__TO BE DONE__
**1)** From the forum thread about the Monty Hall problem, reproduce the passage that starts with the words "I'm still trying" and ends after the words "of the games.".
**2)** Transcribe the lines of the records word for word, starting with the line that contains "Hello! I'd appreciate your help detecting the gravel" and continuing through the last line of the records.

__QUOTED TEXT__
The rest is as Anti-Telharsic says.
I'm still trying to figure out what GreyICE means, and I think I understand. Would anyone else care to comment on his point that even if Monty is opening either of the other two doors at random, once you know that the door he did actually open has a goat, then the odds still favour switching?
Rolfe.
Michael C
Graduate Poster
If we play many times the version where Monty doesn't know where the car is and opens a door at random, it works like this:
In 1/3 of the games, the car is behind the contestant's chosen door. In 1/3 of the games, the car is behind the door that Monty chooses. In 1/3 of the games, the car is behind the door that neither of them chose. The important thing here is that when the car is revealed behind the door that Monty chooses, the game doesn't go on. We only get to the situation where the contestant has a choice between the two doors in 2/3 of the games.
This is the essential difference between this version of the game and the original one where Monty knows where the car is and chooses to reveal a goat: in the original case Monty can ensure that every game comes to the point where the contestant has a choice between the two doors. This means that if we play 300 games, all 300 of them will get to the point where the contestant has a choice between two doors. Since the contestant has chosen the door with the car in approximately 100 of the games, in the remaining 200 games the car will be behind the other closed door. Obviously he should swap doors.

__INFORMATION SHOWN__
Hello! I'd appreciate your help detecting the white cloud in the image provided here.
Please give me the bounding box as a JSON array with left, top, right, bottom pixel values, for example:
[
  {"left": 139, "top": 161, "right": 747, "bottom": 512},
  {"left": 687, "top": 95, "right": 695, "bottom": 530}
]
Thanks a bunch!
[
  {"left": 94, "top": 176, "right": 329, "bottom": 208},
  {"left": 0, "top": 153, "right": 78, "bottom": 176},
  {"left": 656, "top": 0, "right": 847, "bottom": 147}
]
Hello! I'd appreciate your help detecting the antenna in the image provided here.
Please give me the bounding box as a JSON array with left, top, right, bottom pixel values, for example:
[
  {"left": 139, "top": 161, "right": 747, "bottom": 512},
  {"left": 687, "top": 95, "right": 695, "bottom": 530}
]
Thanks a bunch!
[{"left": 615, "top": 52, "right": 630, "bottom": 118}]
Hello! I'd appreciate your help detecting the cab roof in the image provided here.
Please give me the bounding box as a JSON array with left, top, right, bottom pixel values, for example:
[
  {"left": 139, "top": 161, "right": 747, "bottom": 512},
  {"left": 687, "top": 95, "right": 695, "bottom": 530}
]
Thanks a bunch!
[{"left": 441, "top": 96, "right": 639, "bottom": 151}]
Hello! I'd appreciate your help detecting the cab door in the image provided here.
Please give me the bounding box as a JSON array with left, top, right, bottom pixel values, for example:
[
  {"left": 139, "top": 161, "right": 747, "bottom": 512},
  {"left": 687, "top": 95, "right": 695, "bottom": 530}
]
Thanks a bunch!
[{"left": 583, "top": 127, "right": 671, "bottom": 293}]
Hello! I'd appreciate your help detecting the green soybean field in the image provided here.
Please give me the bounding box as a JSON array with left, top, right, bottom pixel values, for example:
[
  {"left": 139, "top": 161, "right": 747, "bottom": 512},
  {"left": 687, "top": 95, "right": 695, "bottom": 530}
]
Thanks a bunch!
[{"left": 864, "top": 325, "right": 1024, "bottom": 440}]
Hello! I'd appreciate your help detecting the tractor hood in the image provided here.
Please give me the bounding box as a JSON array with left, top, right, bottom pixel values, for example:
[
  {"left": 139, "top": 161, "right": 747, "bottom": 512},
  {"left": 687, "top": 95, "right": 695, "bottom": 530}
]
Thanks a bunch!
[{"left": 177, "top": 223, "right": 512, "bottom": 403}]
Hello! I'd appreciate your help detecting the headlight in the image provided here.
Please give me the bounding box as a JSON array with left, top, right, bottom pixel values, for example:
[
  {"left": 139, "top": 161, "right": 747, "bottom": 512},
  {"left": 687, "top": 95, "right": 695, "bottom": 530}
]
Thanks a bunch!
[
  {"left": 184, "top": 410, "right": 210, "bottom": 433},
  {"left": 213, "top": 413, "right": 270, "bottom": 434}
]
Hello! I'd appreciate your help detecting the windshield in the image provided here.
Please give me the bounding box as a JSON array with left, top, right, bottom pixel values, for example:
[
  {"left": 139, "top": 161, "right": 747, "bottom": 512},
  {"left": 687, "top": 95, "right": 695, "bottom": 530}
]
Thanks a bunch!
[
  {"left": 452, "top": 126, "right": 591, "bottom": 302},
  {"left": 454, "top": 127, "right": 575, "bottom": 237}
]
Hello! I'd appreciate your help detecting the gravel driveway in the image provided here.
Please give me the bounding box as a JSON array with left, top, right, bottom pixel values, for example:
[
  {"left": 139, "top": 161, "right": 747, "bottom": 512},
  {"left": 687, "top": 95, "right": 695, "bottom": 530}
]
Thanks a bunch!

__ANSWERS TO THE TASKS__
**1)**
I'm still trying to figure out what GreyICE means, and I think I understand. Would anyone else care to comment on his point that even if Monty is opening either of the other two doors at random, once you know that the door he did actually open has a goat, then the odds still favour switching?
Rolfe.
Michael C
Graduate Poster
If we play many times the version where Monty doesn't know where the car is and opens a door at random, it works like this:
In 1/3 of the games, the car is behind the contestant's chosen door. In 1/3 of the games, the car is behind the door that Monty chooses. In 1/3 of the games, the car is behind the door that neither of them chose. The important thing here is that when the car is revealed behind the door that Monty chooses, the game doesn't go on. We only get to the situation where the contestant has a choice between the two doors in 2/3 of the games.

**2)**
Hello! I'd appreciate your help detecting the gravel driveway in the image provided here.
Please give me the bounding box as a JSON array with left, top, right, bottom pixel values, for example:
[
  {"left": 139, "top": 161, "right": 747, "bottom": 512},
  {"left": 687, "top": 95, "right": 695, "bottom": 530}
]
Thanks a bunch!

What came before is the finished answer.